What to do =
Copy every line from the one containing "Target: shoreline" through the last line of the records below, both included, and nothing else.

Information shown =
== == ==

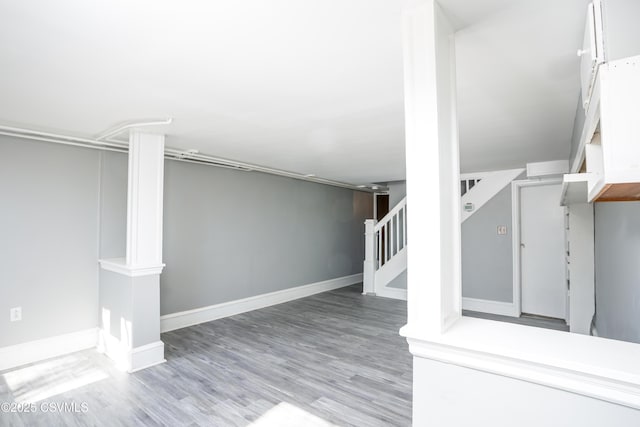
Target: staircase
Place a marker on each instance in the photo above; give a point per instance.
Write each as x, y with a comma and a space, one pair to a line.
386, 252
386, 240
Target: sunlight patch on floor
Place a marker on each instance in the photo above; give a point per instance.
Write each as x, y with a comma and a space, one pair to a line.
286, 415
51, 378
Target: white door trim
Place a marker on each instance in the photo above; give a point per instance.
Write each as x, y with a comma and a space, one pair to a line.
516, 186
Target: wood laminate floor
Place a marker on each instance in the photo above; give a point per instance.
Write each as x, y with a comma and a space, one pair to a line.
330, 359
524, 319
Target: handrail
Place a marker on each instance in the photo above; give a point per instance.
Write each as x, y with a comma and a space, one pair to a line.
402, 203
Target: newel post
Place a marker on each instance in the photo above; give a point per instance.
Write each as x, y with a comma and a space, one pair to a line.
369, 271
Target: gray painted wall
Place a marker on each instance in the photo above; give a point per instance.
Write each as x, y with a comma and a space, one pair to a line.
228, 234
231, 235
617, 250
48, 239
621, 29
113, 204
397, 192
487, 267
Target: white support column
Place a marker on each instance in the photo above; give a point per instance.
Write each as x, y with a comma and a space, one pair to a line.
130, 286
369, 270
144, 208
432, 170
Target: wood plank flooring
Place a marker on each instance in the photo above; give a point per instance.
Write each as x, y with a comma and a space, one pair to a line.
524, 319
330, 359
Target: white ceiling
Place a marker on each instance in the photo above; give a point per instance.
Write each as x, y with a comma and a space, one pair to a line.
309, 86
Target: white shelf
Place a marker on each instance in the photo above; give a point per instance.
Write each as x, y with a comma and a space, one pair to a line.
574, 189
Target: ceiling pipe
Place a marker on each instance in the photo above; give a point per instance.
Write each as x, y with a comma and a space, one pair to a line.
178, 155
110, 133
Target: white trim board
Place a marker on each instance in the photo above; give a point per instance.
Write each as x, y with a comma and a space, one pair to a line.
493, 307
171, 322
35, 351
395, 293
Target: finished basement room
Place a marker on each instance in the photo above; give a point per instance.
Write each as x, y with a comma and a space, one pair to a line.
205, 221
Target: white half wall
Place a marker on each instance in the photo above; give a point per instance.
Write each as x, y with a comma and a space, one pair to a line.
455, 396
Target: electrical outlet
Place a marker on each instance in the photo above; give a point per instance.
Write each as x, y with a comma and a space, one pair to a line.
16, 314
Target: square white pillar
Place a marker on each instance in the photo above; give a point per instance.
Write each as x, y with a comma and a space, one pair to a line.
433, 188
130, 286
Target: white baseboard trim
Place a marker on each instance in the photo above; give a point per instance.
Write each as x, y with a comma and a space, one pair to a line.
129, 359
171, 322
35, 351
146, 356
493, 307
395, 293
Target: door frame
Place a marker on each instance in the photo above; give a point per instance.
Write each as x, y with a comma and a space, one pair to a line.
516, 186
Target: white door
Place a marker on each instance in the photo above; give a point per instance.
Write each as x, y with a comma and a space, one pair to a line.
542, 267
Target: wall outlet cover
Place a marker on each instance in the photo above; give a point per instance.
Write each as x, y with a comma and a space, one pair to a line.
15, 314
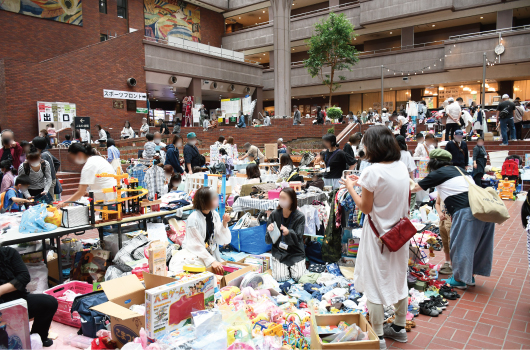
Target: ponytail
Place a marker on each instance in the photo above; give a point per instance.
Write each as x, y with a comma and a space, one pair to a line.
77, 147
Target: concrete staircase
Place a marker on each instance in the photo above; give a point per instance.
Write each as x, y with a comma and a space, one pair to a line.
69, 181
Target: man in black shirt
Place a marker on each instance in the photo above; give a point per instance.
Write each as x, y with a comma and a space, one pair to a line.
458, 150
505, 119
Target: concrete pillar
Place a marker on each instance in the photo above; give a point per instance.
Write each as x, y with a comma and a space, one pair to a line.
505, 19
407, 36
281, 10
258, 96
195, 90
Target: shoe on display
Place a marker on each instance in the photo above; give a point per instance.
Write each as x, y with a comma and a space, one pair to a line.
389, 332
472, 284
446, 269
454, 283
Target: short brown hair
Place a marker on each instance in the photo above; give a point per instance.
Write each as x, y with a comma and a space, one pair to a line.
202, 199
292, 195
380, 145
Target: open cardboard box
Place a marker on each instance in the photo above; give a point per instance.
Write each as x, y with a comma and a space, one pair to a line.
333, 320
122, 293
234, 278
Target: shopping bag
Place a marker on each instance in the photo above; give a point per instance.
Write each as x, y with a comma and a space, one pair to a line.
33, 220
250, 240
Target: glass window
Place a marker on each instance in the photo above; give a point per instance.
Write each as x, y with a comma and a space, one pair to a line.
122, 8
103, 6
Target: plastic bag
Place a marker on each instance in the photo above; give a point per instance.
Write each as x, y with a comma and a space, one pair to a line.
33, 220
39, 278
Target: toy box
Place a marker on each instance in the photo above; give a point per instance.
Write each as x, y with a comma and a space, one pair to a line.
169, 306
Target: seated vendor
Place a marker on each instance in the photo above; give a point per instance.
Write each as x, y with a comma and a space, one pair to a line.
204, 234
288, 254
14, 277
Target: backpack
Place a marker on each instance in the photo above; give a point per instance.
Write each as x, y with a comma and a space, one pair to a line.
510, 168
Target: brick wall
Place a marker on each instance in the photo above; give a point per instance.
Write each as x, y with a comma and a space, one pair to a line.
78, 77
35, 39
212, 27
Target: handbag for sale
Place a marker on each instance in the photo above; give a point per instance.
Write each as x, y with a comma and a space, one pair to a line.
397, 236
485, 203
74, 216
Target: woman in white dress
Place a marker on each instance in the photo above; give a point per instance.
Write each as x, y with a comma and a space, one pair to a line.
380, 274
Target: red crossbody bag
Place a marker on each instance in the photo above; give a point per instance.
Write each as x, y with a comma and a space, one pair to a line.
397, 236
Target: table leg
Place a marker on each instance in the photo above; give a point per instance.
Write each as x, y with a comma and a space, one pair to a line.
119, 236
59, 260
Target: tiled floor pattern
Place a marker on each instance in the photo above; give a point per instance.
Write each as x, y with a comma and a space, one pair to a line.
493, 315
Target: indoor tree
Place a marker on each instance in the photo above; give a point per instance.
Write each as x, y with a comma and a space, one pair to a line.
330, 50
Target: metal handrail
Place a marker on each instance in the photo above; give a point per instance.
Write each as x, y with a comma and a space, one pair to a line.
489, 32
194, 49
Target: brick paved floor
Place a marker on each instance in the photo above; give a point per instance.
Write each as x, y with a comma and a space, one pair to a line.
493, 315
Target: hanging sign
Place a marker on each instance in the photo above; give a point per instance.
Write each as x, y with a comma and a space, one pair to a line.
128, 95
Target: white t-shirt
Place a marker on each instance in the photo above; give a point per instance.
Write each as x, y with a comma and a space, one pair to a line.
97, 165
383, 277
406, 158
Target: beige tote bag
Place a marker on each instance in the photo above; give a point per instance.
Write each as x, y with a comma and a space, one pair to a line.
485, 203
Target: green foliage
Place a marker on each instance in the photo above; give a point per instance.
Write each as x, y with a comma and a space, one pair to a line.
334, 112
330, 50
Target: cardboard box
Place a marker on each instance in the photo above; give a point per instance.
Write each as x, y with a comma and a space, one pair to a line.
333, 320
169, 306
122, 293
235, 278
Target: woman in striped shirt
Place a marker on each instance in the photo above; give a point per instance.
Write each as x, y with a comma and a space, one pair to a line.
39, 173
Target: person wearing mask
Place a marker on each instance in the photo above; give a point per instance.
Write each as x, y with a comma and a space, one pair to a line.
425, 147
11, 150
241, 120
479, 118
173, 156
205, 232
144, 129
350, 147
453, 113
127, 132
286, 167
252, 151
163, 127
39, 172
149, 147
112, 151
472, 240
14, 277
336, 161
174, 183
288, 251
192, 157
297, 117
505, 111
267, 119
458, 150
480, 158
518, 120
40, 144
92, 164
101, 134
8, 175
14, 196
379, 273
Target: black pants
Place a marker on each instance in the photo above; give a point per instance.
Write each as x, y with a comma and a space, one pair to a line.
450, 130
478, 179
41, 307
519, 130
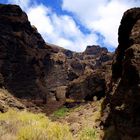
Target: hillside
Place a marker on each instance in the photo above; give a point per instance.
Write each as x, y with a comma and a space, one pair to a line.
88, 95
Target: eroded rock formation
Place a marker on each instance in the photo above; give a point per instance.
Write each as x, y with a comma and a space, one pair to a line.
39, 72
124, 94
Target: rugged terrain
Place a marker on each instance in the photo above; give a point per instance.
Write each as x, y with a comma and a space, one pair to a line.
44, 75
122, 102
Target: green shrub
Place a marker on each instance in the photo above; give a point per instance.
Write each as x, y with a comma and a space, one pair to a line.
88, 134
28, 126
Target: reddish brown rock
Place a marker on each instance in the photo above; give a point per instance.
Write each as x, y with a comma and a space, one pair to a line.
124, 95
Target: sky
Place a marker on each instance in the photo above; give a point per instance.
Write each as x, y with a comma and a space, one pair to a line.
74, 24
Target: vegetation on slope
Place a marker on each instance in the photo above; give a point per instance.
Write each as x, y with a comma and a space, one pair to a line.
23, 125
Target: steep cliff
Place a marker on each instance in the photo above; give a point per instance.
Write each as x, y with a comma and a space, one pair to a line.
123, 98
40, 73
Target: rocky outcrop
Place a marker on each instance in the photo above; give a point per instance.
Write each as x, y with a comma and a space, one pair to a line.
43, 73
24, 57
124, 94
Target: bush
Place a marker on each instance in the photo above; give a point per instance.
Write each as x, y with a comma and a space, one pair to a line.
28, 126
88, 134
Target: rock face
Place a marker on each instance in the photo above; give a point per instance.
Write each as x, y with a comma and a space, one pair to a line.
125, 90
39, 72
23, 55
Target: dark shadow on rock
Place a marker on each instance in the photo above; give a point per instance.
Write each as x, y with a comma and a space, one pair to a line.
120, 109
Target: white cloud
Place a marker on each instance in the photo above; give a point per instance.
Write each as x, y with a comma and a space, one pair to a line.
102, 16
60, 30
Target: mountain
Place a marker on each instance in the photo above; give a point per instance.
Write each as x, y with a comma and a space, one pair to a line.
122, 102
43, 74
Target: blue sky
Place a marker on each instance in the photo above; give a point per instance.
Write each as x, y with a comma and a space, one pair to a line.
74, 24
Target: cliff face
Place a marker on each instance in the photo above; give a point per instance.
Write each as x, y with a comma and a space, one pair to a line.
125, 91
35, 71
23, 55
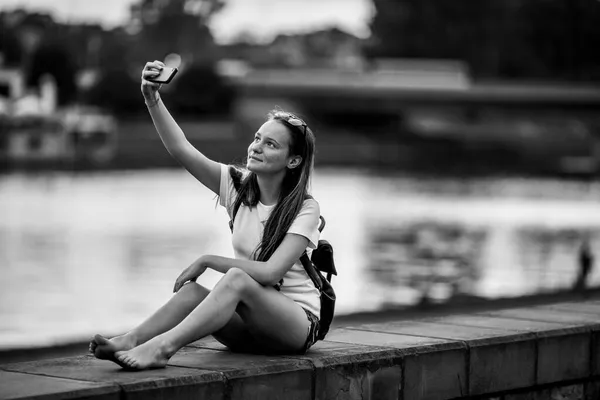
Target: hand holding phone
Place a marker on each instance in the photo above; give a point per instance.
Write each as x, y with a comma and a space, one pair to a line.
165, 76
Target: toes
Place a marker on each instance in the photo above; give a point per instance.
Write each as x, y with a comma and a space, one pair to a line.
100, 340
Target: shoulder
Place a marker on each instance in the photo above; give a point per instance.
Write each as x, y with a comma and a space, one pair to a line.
311, 206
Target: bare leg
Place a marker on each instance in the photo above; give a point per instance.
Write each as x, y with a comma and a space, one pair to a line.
267, 313
165, 318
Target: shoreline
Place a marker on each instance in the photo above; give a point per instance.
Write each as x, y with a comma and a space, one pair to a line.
470, 304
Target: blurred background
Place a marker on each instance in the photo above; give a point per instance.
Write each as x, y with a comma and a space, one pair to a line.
458, 149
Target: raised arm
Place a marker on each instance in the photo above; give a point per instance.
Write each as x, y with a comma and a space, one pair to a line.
201, 167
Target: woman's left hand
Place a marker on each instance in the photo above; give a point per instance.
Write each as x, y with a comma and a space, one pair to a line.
191, 273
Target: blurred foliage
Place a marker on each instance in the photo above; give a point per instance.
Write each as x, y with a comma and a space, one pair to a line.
546, 39
118, 91
199, 90
39, 45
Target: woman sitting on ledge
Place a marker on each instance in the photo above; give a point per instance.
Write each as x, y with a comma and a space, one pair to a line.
265, 302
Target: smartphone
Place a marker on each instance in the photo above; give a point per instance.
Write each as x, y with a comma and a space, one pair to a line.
165, 76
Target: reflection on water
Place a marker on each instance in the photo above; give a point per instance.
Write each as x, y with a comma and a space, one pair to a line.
86, 253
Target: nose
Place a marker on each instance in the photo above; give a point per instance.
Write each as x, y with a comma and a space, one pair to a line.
256, 147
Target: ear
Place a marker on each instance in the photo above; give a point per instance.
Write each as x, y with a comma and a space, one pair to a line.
294, 161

== == ==

Reply =
Target: shoreline
Place a marker on each instance in the photo above; give a point per instance.
Write each as x, y with a comma and a space, one pair to a line.
470, 304
Target: blurred background
Place a marker on each instance in the photo above; give a point per instance.
Write each as x, y with a comma and a space, one pair to a line.
458, 149
Target: raised arm
Place a marker on each instance in the photo above; give a point per instance.
Write each as x, y with a comma and a space, one pair to a line.
201, 167
Target: woman's left hand
Place a marker on each instance in the photo above; give a point per instance.
Write each as x, y with a comma and a space, one pair to a line.
191, 273
Target: blurred foliage
Place a marker on each instance in the photo above; give a point per instance.
Write each as x, y with a comma and a space, one pair to a line.
546, 39
118, 91
199, 90
39, 45
Target: woman sitting on ledge
Place a marker on each instance in the photo above; give a point per instance.
Write each as x, y with a comma and a space, one pair to a line.
265, 302
Target: smartphone
Place a marker on each instance in the photo above; give a point per instance.
Write each as x, y with a comma and a space, one pair to a line.
165, 76
Target: reflection on water
Place a marker on each instance in the photo above; give a point per instance.
Write each as x, y with a comma and a space, one pair to a line.
86, 253
Target: nose
Place a marker on each instance in the photo above; give a point per instance.
Write each as x, y with a comma and a space, one pair to a line.
256, 147
Target: ear
Place a marker on each instance in the photo above; give a point per instance.
Write each as x, y with a comma and a space, one pair to a line.
294, 161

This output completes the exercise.